TASK TO CARRY OUT. A line qualifies if it holds the string "below". Copy every qualifying line from the records.

DATASET ENTRIES.

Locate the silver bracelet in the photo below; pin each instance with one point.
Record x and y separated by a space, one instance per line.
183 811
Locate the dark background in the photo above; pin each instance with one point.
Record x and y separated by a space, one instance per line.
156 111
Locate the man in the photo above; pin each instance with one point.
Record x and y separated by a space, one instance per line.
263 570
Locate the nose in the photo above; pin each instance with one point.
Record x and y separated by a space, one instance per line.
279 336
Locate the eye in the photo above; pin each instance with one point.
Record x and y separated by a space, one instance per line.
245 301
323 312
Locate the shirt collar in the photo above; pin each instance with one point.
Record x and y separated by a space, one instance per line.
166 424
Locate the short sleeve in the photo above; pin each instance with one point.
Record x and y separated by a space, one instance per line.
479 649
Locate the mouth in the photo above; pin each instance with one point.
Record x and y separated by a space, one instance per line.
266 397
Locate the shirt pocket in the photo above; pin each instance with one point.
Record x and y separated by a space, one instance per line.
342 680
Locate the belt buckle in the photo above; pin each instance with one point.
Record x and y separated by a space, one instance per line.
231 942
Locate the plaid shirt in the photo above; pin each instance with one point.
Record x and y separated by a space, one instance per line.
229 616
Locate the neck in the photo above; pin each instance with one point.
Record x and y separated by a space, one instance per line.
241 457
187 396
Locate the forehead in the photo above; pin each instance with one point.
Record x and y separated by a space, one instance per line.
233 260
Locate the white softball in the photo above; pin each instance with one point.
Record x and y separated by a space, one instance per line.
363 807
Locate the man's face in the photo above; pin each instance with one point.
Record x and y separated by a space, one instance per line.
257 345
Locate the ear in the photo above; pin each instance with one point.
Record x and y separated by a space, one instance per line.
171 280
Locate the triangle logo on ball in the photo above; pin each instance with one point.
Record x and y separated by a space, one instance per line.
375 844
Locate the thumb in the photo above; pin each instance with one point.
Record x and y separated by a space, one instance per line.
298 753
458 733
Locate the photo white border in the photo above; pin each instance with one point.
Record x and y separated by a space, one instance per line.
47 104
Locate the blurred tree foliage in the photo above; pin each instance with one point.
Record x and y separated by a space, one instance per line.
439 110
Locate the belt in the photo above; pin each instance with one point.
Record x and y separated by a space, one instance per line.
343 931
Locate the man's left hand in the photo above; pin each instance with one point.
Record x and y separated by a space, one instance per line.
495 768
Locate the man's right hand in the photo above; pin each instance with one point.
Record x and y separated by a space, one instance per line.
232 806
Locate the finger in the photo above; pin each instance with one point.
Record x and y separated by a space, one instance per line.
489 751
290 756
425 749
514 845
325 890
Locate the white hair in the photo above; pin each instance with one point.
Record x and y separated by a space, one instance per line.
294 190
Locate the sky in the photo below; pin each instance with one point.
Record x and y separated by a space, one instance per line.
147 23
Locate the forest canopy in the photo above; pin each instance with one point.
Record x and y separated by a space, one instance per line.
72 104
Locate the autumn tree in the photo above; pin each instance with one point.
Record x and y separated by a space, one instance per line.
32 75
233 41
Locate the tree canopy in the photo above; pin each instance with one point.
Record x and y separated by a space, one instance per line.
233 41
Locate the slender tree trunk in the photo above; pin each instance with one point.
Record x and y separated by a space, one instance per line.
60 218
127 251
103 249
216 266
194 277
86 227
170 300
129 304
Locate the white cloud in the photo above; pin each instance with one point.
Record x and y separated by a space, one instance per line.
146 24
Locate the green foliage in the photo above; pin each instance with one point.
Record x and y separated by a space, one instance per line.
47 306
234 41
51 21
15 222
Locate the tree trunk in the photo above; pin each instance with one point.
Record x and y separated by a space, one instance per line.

OUTPUT.
Locate the silver bracelet in the photo below; pin each instance with one point.
Locate the sky in the photo below; pin each instance with one point.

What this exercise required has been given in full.